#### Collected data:

......

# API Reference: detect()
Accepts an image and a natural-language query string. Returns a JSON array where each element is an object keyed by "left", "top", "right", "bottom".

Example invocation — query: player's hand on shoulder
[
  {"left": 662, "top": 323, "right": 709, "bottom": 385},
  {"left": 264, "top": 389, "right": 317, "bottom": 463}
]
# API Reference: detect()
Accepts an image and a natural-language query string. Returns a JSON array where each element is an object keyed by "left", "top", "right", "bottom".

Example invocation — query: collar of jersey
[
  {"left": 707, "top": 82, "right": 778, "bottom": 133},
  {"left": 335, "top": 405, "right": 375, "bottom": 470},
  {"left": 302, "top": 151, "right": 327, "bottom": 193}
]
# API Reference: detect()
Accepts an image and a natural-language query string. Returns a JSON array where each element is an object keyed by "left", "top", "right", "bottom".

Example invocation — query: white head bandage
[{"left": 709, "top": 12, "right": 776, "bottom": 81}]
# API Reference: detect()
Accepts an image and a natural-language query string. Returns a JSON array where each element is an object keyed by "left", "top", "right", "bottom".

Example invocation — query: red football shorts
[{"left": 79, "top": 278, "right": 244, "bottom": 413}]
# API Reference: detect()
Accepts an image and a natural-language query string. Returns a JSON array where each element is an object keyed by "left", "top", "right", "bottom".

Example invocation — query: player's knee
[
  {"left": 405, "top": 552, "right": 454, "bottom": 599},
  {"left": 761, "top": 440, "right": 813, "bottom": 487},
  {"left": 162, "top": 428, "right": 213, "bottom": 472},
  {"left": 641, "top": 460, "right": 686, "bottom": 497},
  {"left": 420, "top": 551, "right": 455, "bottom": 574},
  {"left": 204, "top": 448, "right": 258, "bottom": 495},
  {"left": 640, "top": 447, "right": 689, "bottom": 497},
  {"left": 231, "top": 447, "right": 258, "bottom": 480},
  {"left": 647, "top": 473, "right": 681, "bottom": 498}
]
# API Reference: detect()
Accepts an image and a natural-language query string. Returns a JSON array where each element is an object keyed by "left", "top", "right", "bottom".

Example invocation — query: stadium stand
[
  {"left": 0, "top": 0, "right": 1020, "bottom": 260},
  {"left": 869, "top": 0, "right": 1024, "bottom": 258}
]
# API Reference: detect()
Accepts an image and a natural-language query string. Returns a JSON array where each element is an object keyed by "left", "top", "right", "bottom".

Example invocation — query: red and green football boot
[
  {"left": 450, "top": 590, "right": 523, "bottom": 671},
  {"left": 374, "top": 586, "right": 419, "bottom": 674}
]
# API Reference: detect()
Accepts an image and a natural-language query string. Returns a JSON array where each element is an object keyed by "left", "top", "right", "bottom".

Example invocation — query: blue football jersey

......

#### Exercise:
The required response is a complete, exact copy of the records.

#### Solution:
# API Reference: detect()
Accepts an image and a natural-language query string. Returns a JSON array where each element is an object keyed by "left", "top", "right", "bottom".

Example invocation — query: player's hand on shoulder
[
  {"left": 662, "top": 323, "right": 709, "bottom": 385},
  {"left": 264, "top": 389, "right": 317, "bottom": 463}
]
# API Reference: detect()
Accepts an image and a natural-language query string. Returns a JSON array where each element is an object keyed by "left", "top", "right", "bottom".

Example invocation — query: collar of jersey
[
  {"left": 707, "top": 82, "right": 778, "bottom": 133},
  {"left": 335, "top": 405, "right": 375, "bottom": 470},
  {"left": 302, "top": 151, "right": 327, "bottom": 193}
]
# API Reference: detect()
Accepts an image and a natural-language query string. Returns a JSON array where each element is an object keyed by "left", "top", "right", "bottom".

Example invocation — query: white head bandage
[{"left": 709, "top": 12, "right": 776, "bottom": 81}]
# API Reference: detect()
Accepts an image and a natural-language query string. Returns a JSON array where each element is an object keyed by "left", "top", "right", "bottom".

Example invocation — query: red football shorts
[{"left": 79, "top": 278, "right": 244, "bottom": 413}]
# API Reference: detect()
Accepts an image and a natural-language query string. Returns a JSON array where each element is an object keyed by "left", "top", "right", "bottom".

Example invocation — query: player's knee
[
  {"left": 405, "top": 552, "right": 454, "bottom": 599},
  {"left": 761, "top": 440, "right": 813, "bottom": 487},
  {"left": 162, "top": 428, "right": 213, "bottom": 472},
  {"left": 641, "top": 460, "right": 686, "bottom": 497},
  {"left": 420, "top": 551, "right": 455, "bottom": 574},
  {"left": 204, "top": 448, "right": 258, "bottom": 495},
  {"left": 640, "top": 447, "right": 689, "bottom": 497},
  {"left": 231, "top": 447, "right": 258, "bottom": 480},
  {"left": 647, "top": 473, "right": 681, "bottom": 498}
]
# API Reference: detect()
Accepts an image and a natural-language query string. Returns a JSON array where each element is an object keyed by "left", "top", "right", "bottom".

Example invocation — query: stadium stand
[
  {"left": 0, "top": 0, "right": 1020, "bottom": 260},
  {"left": 869, "top": 0, "right": 1024, "bottom": 258}
]
# API Reference: detect()
Accepts an image and a natural-language query string. Returns a JSON array where each element is an object keyed by "left", "top", "right", "bottom".

Example invocation — query: red and green football boot
[
  {"left": 450, "top": 590, "right": 523, "bottom": 671},
  {"left": 374, "top": 586, "right": 419, "bottom": 674}
]
# API Reference: detect()
Accepts an image and a natural-language query string. Returns a JSON array where each element is an object keyed by "left", "top", "right", "bottom".

Example invocation — query: blue football jersey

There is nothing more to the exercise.